- [課題の目的]: 以下のすべての項目の各行を、空行を除いて番号付きリストとして書き出してください。画像は解答に含めないでください。

_____

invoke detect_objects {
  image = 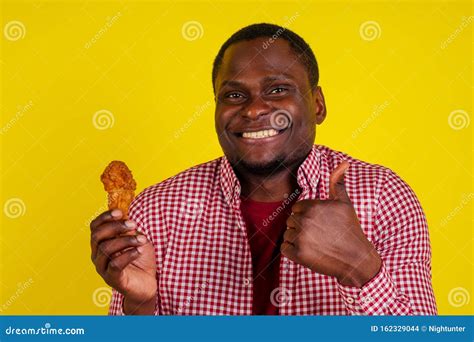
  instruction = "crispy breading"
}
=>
[100,160,137,219]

_____

- [完成した課題]:
1. invoke detect_objects {
2.   image = 
3.   instruction = "crispy breading"
4. }
5. =>
6. [100,160,137,219]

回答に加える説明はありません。